### RECORDS
__________________________________________________
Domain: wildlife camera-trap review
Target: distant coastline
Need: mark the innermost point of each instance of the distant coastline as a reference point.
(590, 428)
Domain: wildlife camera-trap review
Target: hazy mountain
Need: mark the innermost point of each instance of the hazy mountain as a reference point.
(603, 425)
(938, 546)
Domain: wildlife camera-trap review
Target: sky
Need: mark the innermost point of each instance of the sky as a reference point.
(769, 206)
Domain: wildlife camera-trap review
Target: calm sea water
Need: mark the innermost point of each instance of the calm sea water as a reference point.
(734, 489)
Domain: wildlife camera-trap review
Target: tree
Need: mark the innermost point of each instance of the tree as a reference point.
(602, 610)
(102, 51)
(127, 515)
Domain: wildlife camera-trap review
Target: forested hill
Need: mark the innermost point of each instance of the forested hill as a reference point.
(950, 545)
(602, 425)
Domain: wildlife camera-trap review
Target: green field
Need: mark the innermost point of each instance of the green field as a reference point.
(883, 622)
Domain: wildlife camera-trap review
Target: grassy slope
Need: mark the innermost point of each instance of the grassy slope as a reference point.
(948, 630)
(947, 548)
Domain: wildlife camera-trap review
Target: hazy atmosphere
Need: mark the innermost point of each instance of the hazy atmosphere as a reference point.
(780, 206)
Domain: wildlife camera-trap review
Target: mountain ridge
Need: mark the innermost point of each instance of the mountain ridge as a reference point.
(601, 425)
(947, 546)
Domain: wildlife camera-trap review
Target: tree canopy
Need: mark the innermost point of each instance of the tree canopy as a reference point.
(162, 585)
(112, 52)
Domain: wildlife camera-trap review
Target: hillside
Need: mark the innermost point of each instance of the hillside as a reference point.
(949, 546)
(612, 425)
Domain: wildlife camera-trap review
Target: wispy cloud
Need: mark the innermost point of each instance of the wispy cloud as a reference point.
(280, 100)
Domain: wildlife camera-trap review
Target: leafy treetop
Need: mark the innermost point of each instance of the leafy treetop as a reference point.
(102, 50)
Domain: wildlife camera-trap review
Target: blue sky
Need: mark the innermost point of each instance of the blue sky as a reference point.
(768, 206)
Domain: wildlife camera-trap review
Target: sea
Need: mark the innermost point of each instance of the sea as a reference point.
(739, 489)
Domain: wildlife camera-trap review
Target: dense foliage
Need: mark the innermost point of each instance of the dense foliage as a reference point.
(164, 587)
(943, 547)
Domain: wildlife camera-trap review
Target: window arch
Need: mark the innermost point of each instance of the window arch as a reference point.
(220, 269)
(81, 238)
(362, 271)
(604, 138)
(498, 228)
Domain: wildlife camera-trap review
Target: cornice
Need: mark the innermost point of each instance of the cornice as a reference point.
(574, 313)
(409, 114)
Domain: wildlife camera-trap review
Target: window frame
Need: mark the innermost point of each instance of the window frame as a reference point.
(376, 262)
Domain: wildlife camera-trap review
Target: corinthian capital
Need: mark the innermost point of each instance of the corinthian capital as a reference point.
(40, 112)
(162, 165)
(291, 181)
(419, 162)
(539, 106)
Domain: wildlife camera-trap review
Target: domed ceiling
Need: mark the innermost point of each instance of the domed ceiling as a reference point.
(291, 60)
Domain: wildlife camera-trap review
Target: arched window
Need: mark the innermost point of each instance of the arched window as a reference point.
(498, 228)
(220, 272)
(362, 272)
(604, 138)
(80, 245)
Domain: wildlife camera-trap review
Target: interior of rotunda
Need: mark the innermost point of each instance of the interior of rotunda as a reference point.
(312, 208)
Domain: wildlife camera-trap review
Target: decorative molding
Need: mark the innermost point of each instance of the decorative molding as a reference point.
__________________________________________________
### DIRECTIONS
Print the whole listing again, exactly.

### TASK ANSWER
Domain: wildlife camera-trap review
Target: distant coastline
Need: mark the innermost point of each instance of the distant coastline as a reference point.
(590, 428)
Domain: wildlife camera-trap review
Target: hazy mountain
Need: mark the innermost point of each instance of the hazy mountain as a reference point.
(603, 425)
(938, 546)
Domain: wildlife camera-trap review
Target: sky
Need: mark the innermost point of each instance of the sky as a reference point.
(769, 206)
Domain: wildlife camera-trap review
Target: calm sea water
Need: mark the innermost point of each instance of the calm sea water as a reference point.
(734, 489)
Domain: wildlife camera-trap review
Target: tree
Need: mark the innermost point of each instance of the tree as a reference point.
(602, 610)
(102, 51)
(127, 515)
Domain: wildlife camera-trap review
Target: forested hill
Need: mark the innermost point of each instance of the forested hill as a reference point.
(950, 545)
(602, 425)
Domain: wildlife camera-trap review
Target: green field
Need: mark the innermost point of each instance of the green field as a reference point.
(883, 622)
Domain: wildlife camera-trap review
Target: grassy slope
Need: mark the innermost point of each instance of the grassy slope as a reference point.
(948, 630)
(947, 548)
Domain: wildlife camera-trap review
Target: hazy atmosphere
Need: mark the innermost point of each instance of the hazy atmosphere as a reference point.
(780, 206)
Domain: wildlife camera-trap review
Target: mountain ridge
Need: mark the innermost point of each instance of the mountain ridge as a reference point.
(601, 425)
(947, 546)
Domain: wildlife camera-trap review
Target: tree canopy
Need: mark the innermost point of each instance of the tree canopy as a reference point.
(162, 585)
(112, 52)
Domain: wildlife camera-trap review
Target: hillside
Need: mark the innermost point of each instance of the hillside as a reference point.
(949, 546)
(612, 425)
Domain: wildlife camera-trap review
Target: wispy cloud
Need: mark the innermost point of each instance of the wispy cloud as a reference point.
(280, 100)
Domain: wildlife camera-trap review
Target: leafy treetop
Need: mark the innermost point of each instance of the leafy treetop as a reference point.
(102, 50)
Domain: wildlife camera-trap review
Target: blue sky
Need: mark the innermost point of each instance of the blue sky as a reference point.
(768, 206)
Domain: wildlife camera-trap review
Target: sea
Need: mark the innermost point of each instance of the sea as a reference point.
(739, 489)
Domain: wildlife camera-trap review
Target: dense foliage
Need: mark the innermost point of each instance of the dense foliage as a reference point.
(164, 587)
(943, 547)
Domain: wildlife camera-trap review
Target: window arch
Need: mark the innermost point of each instance of the window arch as a reference point.
(220, 269)
(81, 238)
(362, 271)
(604, 138)
(498, 228)
Domain: wildlife camera-trap review
Target: cornice
Need: mark the innermost point of each instance of the cornice as a reference point.
(574, 313)
(409, 114)
Domain: wildlife camera-trap review
Target: window frame
Need: mark the innermost point of each instance of the window frame as a reference point.
(376, 262)
Domain: wildlife camera-trap review
Target: corinthian capital
Need: mark the innermost point of each instance of the corinthian capital as a reference point.
(40, 112)
(162, 165)
(291, 181)
(419, 162)
(539, 106)
Domain: wildlife camera-trap review
Target: domed ceiling
Need: mark the innermost point of each instance of the domed ceiling as a reference point.
(291, 60)
Domain: wildlife camera-trap review
Target: arched window
Need: mark the innermost point of each instance of the arched window as a reference point.
(498, 228)
(220, 272)
(362, 272)
(604, 138)
(80, 245)
Domain: wildlife camera-trap review
Target: interior of rotunda
Need: mark the innermost point of each instance of the interior of rotunda as a reference point.
(312, 208)
Domain: wildlife camera-trap review
Target: decorative molding
Need: mark the innermost point of each instance of the decorative molding as a reference point.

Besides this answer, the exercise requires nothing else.